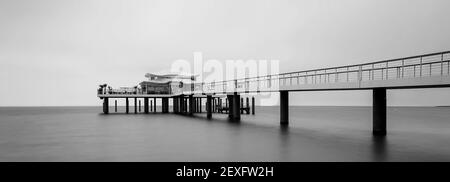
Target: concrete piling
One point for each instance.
(379, 112)
(284, 107)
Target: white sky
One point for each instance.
(56, 52)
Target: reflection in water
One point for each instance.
(379, 148)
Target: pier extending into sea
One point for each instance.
(421, 71)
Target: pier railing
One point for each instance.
(414, 67)
(421, 66)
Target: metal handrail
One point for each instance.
(379, 70)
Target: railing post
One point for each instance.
(387, 70)
(284, 107)
(403, 68)
(420, 72)
(347, 73)
(442, 64)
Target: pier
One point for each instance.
(421, 71)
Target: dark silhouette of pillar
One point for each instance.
(127, 109)
(208, 106)
(379, 112)
(200, 104)
(226, 104)
(242, 105)
(284, 107)
(165, 104)
(191, 105)
(105, 105)
(151, 105)
(230, 106)
(115, 105)
(146, 105)
(248, 105)
(154, 104)
(236, 107)
(135, 105)
(174, 104)
(253, 105)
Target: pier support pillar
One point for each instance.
(165, 104)
(154, 104)
(127, 109)
(379, 112)
(185, 105)
(247, 105)
(253, 105)
(236, 110)
(135, 105)
(146, 105)
(284, 107)
(105, 105)
(200, 104)
(174, 104)
(191, 105)
(151, 106)
(115, 105)
(181, 99)
(208, 106)
(229, 103)
(242, 105)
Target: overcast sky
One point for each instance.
(56, 52)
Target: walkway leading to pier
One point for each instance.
(421, 71)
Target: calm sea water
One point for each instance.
(314, 134)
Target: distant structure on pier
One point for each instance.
(165, 83)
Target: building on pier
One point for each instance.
(160, 84)
(165, 83)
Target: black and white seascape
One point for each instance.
(224, 81)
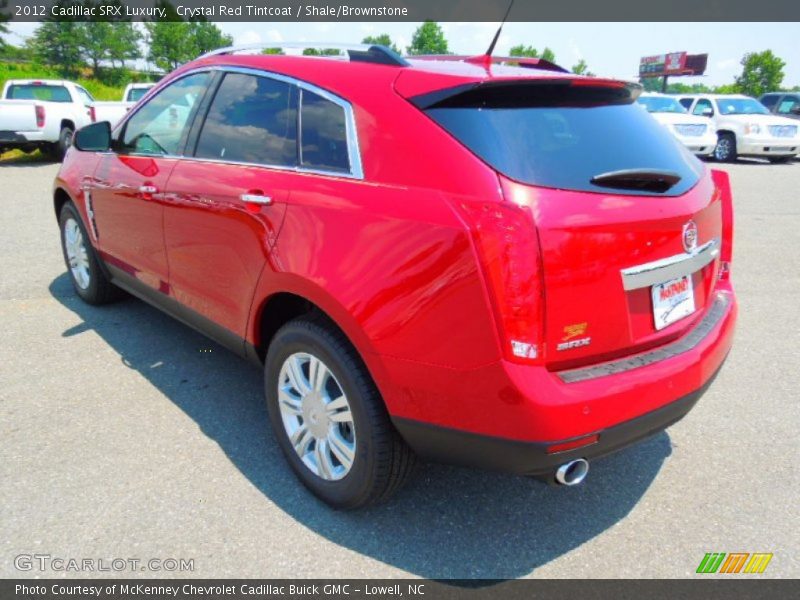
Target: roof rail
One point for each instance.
(516, 61)
(369, 53)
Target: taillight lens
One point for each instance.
(508, 247)
(723, 188)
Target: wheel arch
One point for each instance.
(292, 296)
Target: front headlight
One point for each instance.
(752, 128)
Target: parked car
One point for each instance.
(745, 127)
(525, 288)
(785, 104)
(695, 132)
(43, 114)
(136, 91)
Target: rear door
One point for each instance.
(127, 190)
(227, 198)
(628, 222)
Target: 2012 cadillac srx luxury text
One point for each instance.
(485, 261)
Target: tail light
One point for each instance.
(508, 248)
(723, 188)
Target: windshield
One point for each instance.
(565, 138)
(136, 94)
(741, 106)
(661, 104)
(45, 93)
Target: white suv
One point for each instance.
(745, 127)
(698, 134)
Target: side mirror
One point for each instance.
(94, 138)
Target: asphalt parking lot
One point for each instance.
(124, 434)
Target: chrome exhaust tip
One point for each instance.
(573, 472)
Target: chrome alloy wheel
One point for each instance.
(316, 416)
(77, 254)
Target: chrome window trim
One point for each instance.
(659, 271)
(715, 314)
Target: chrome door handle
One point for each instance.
(256, 199)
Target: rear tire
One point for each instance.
(374, 461)
(88, 278)
(725, 151)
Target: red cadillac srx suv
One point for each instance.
(500, 265)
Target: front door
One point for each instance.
(127, 191)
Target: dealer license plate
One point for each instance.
(672, 301)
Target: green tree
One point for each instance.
(582, 69)
(381, 40)
(531, 52)
(762, 72)
(207, 36)
(169, 44)
(321, 52)
(428, 39)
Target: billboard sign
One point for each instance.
(673, 63)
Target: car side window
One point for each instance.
(323, 134)
(251, 119)
(788, 104)
(86, 97)
(769, 100)
(703, 106)
(157, 128)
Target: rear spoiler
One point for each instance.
(511, 61)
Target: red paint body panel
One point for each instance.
(393, 259)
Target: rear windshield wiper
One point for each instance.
(646, 180)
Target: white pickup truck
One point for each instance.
(745, 127)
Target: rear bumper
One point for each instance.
(768, 147)
(10, 138)
(531, 458)
(520, 410)
(700, 145)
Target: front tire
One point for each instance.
(725, 151)
(329, 418)
(88, 278)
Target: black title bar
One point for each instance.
(405, 10)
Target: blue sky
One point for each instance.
(610, 49)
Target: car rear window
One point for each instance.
(45, 93)
(560, 135)
(136, 94)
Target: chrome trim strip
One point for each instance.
(680, 346)
(353, 148)
(659, 271)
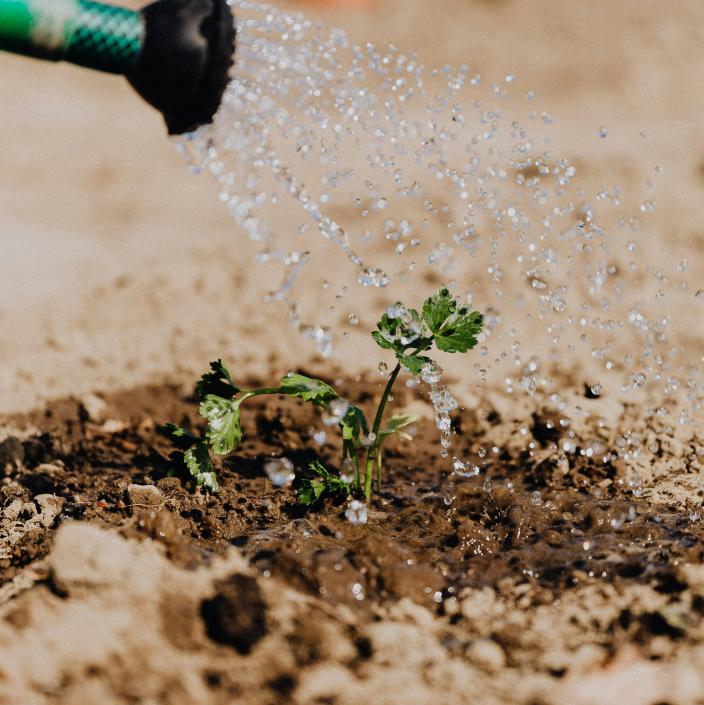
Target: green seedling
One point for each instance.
(443, 324)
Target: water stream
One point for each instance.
(367, 178)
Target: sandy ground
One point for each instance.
(119, 267)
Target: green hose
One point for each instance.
(92, 34)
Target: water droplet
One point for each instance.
(280, 471)
(371, 276)
(336, 411)
(348, 471)
(356, 512)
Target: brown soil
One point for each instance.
(553, 572)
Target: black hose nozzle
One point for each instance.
(175, 53)
(183, 66)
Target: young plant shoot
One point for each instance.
(443, 324)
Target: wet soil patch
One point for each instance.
(534, 518)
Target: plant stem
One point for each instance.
(260, 392)
(373, 449)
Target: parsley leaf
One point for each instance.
(199, 464)
(402, 330)
(224, 432)
(354, 423)
(397, 423)
(217, 382)
(326, 484)
(455, 328)
(460, 335)
(307, 388)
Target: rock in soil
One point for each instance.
(548, 579)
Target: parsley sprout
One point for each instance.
(409, 334)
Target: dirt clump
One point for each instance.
(550, 568)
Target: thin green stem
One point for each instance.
(260, 392)
(373, 449)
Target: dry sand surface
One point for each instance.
(120, 269)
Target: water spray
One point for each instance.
(175, 53)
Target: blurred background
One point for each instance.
(119, 267)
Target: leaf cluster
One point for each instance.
(325, 484)
(443, 323)
(220, 403)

------------

_Exercise goal_
Produce an exact copy of only those lines that run from the line with "Target: red paint body panel" to the final line of the records, including both; exclude images.

_Answer to this exercise_
Target: red paint body panel
One point for each instance.
(393, 259)
Target: rear windshield wiper
One point for each instance.
(646, 180)
Target: white pickup truck
One point for each instance.
(745, 127)
Target: rear bumper
One point for each instance.
(768, 147)
(10, 138)
(531, 458)
(520, 410)
(700, 145)
Target: front tire
One point for each instance.
(725, 151)
(329, 418)
(88, 278)
Target: black title bar
One point for each instance.
(405, 10)
Target: blue sky
One point for each instance.
(610, 49)
Target: car rear window
One point for each instance.
(45, 93)
(560, 135)
(136, 94)
Target: chrome trim strip
One point for each instance.
(680, 346)
(353, 148)
(659, 271)
Target: green seedling
One point for each instance.
(443, 324)
Target: water stream
One point for each instance.
(367, 178)
Target: sandy ground
One point for each instance.
(119, 267)
Target: green hose
One point for each instance.
(92, 34)
Target: water droplet
One point for each instance.
(280, 471)
(371, 276)
(336, 411)
(348, 471)
(356, 512)
Target: brown soil
One point for each instance.
(553, 572)
Target: black hose nozzle
One point for each instance.
(175, 53)
(183, 66)
Target: young plant shoot
One point for each instance.
(443, 324)
Target: wet soil patch
One point for each instance.
(534, 518)
Target: plant stem
One point for each instance.
(260, 392)
(373, 449)
Target: parsley leaf
One point for each instance.
(199, 464)
(402, 330)
(224, 432)
(354, 423)
(397, 423)
(217, 382)
(326, 484)
(455, 328)
(460, 335)
(307, 388)
Target: rock in soil
One point for each instance.
(548, 579)
Target: parsley sprout
One point for each instance.
(409, 334)
Target: dirt clump
One point for each instance.
(550, 568)
Target: thin green stem
One point for each instance.
(260, 392)
(373, 449)
Target: dry sand surface
One point for each instance.
(120, 269)
Target: water spray
One point for each instance.
(175, 53)
Target: blurred background
One point for each instance.
(119, 267)
Target: leaf cluster
One point for each instance.
(325, 484)
(443, 323)
(220, 403)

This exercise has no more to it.